#### Reading passage

Boost logo

Boost Users :

From: Zach Laine (whatwasthataddress_at_[hidden])
Date: 2019-10-28 17:00:13


On Mon, Oct 28, 2019 at 3:35 AM David Demelier via Boost-users <
boost-users_at_[hidden]> wrote:

> Le 26/10/2019 à 03:11, Zach Laine via Boost-users a écrit :
> > About 14 months ago I posted the same thing. There was significant work
> > that needed to be done to Boost.Text (the proposed library), and I was a
> > bit burned out.
> >
> > Now I've managed to make the necessary changes, and I feel the library
> > is ready for review, if there is interest.
> >
> > This library, in part, is something I want to standardize.
> >
> > It started as a better string library for namespace "std2", with minimal
> > Unicode support. Though "std2" will almost certainly never happen now,
> > those string types are still in there, and the library has grown to also
> > include all the Unicode features most users will ever need.
> >
> > Github: https://github.com/tzlaine/text
> > Online docs: https://tzlaine.github.io/text
>
> I've read the intro on why is std::string so bad and I have to disagree
> with many points.
>
> 1. The Fat Interface
>
> In which way is std::string bloat? Of course some functions are probably
> here as synonymous but to say it's bloat is kinda false. Just look at
> Java's String numerous functions instead [0].
>

Comparing std::string to Java's string class is not doing std::string any
favors.

########
#### Information provided

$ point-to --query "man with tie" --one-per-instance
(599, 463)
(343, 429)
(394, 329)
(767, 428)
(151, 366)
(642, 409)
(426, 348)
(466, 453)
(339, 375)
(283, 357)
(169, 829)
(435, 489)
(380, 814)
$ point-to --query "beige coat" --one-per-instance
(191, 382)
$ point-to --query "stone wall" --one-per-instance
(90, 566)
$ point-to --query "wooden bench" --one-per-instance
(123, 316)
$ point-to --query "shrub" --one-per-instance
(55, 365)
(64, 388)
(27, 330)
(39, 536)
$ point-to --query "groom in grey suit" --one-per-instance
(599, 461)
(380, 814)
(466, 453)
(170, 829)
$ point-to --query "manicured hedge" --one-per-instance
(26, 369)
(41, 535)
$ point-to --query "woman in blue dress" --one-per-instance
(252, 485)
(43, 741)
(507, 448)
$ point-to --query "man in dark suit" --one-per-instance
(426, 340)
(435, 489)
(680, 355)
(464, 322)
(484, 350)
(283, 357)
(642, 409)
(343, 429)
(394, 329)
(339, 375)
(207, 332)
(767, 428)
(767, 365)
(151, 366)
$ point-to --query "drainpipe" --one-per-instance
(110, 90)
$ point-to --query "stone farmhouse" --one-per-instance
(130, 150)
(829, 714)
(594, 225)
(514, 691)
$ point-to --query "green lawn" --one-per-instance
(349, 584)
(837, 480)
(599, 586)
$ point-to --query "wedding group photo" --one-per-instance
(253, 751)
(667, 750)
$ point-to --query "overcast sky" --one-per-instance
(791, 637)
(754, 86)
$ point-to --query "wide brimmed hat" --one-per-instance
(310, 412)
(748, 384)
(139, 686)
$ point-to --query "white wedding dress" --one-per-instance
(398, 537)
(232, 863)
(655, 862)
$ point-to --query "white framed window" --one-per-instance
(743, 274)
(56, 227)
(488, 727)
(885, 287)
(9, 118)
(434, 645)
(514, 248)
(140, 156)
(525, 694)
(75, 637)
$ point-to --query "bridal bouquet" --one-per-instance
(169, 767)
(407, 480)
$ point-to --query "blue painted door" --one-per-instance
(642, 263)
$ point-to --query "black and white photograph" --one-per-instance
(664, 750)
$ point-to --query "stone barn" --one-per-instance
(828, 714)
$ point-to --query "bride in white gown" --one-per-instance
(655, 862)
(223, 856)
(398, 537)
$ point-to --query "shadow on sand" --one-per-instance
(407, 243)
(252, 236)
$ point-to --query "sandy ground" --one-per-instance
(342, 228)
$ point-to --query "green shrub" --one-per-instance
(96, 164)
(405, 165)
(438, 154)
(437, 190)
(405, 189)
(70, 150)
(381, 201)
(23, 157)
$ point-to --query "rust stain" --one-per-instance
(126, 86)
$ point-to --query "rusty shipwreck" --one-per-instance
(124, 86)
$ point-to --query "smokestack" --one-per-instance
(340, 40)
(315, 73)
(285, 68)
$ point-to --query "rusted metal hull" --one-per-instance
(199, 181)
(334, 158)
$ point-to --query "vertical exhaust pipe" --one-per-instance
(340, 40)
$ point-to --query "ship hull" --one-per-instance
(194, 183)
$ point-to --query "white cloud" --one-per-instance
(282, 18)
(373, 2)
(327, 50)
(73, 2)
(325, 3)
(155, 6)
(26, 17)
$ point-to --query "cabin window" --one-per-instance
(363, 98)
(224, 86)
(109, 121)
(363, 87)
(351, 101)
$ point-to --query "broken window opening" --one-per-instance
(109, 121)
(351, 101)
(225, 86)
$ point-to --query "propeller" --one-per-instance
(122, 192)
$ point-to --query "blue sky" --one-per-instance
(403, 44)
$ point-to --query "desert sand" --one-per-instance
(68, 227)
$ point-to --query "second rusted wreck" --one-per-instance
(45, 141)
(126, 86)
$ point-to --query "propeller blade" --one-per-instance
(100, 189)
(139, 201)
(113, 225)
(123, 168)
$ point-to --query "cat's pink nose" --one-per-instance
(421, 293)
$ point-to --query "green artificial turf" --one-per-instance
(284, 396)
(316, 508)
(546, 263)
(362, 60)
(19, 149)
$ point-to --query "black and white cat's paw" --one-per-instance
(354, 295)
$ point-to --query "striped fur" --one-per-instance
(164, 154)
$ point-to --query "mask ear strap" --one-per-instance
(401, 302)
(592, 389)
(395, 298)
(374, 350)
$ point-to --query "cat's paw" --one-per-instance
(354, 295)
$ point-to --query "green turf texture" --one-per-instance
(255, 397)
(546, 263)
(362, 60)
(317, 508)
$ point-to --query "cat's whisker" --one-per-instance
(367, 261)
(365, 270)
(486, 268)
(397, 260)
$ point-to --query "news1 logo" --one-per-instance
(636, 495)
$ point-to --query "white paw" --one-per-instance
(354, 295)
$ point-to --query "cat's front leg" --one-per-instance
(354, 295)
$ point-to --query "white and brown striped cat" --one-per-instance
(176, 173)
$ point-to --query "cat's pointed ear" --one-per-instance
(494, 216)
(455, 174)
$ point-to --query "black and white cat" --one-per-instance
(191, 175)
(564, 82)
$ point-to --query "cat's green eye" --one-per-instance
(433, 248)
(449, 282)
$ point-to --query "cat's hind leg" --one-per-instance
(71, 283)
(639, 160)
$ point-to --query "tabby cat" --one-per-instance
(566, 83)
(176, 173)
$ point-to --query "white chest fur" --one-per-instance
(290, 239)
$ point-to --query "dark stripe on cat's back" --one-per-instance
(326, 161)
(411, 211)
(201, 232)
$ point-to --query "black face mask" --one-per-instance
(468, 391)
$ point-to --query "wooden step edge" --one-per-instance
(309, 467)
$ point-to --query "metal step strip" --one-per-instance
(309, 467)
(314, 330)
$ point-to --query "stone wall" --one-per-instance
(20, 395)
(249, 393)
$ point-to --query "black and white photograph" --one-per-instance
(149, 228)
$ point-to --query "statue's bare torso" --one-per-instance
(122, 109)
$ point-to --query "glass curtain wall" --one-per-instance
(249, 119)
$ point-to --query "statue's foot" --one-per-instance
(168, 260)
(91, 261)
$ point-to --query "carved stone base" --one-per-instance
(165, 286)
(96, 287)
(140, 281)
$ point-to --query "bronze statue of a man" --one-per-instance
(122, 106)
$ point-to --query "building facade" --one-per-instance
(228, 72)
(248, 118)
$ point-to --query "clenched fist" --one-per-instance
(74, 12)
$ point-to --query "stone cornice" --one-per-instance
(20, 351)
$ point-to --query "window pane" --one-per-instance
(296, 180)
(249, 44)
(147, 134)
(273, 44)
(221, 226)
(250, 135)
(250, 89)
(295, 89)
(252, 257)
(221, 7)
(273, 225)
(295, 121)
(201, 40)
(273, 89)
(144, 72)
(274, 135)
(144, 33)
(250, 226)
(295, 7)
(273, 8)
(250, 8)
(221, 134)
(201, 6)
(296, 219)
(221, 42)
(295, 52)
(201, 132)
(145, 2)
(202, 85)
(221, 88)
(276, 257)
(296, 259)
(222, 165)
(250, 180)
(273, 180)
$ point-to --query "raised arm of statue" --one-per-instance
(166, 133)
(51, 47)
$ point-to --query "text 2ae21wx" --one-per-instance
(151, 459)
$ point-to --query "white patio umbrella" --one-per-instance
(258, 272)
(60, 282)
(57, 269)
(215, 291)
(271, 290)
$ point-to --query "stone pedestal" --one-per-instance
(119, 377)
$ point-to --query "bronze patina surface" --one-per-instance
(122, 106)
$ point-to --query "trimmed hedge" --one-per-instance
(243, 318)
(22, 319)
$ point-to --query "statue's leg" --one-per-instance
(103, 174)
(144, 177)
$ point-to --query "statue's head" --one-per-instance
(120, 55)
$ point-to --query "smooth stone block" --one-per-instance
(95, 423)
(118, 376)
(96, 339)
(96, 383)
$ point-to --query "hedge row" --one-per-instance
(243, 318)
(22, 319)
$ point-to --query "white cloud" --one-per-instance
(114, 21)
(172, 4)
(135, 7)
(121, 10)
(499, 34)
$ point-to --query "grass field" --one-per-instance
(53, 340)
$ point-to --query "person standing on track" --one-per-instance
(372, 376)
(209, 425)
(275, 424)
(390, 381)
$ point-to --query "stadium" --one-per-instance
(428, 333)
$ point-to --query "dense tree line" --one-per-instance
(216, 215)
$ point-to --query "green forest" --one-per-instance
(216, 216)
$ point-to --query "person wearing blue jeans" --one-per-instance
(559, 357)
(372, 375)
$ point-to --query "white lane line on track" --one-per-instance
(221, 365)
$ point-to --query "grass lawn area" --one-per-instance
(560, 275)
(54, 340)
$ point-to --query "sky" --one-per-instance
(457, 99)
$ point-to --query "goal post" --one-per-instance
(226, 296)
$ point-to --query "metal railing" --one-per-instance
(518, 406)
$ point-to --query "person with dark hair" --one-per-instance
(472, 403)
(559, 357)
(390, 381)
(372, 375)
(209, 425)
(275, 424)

########

■ Problems to solve
(A) In the Boost mailing list thread, how long before this announcement had the same thing first been posted?
(B) Carry the Boost mailing list reply forward from its last sentence.

■ The answers
(A) About 14 months earlier.

(B)
> And I
>
> 2. The Missing Unicode Support
>
> Yes, many newcomers may be surprised to see that a string "é" has a size
> of 2 bytes (assuming UTF-8). But it's also the case of UTF-16 strings
> which may have surrotage pairs...
>
> UTF-8 is the way to go and effectively stored. One could argue that we
> should have some utf8 iterators or things like that. But std::string is
> still a good candidate for string manipulations.
>

I agree that UTF-8 is the way to go (and as I think you've seen, the
library reflects that). However, UTF-8 encoding is only part of the
story. There is also normalization. If you use UTF-8-in-std::strings,
normalization will not be enforced. (Neither will UTF-8 encoding, but
that's less of a problem if you always intend to produce replacement
characters for broken UTF-8.) Most users will want a type that enforces
normalization as a class invariant. Those that do not have the tools --
the algorithms and iterators in the Unicode layer -- to do that in a
std::string if they want.

> 3. Miscellaneous Limitations
>
> Not thread-safe being an issue? Thanks god it is not. Imagine the
> overhead of a threadsafe version of a string. The purpose of a library
> is not to be threadsafe on every objects. This has to be on the user side.
>

I don't think all string types should be threadsafe, but having a
threadsafe option is nice. That was not an explicit goal of adding ropes,
but it is a nice side-effect of the choice I made for how to implement the
ropes in Boost.Text.

> That said, I really hope for a better unicode support in std:: in the
> near future. Your library is well designed and API is clean, I hope it
> could be added in Boost :-).
>

Thanks, me too. :)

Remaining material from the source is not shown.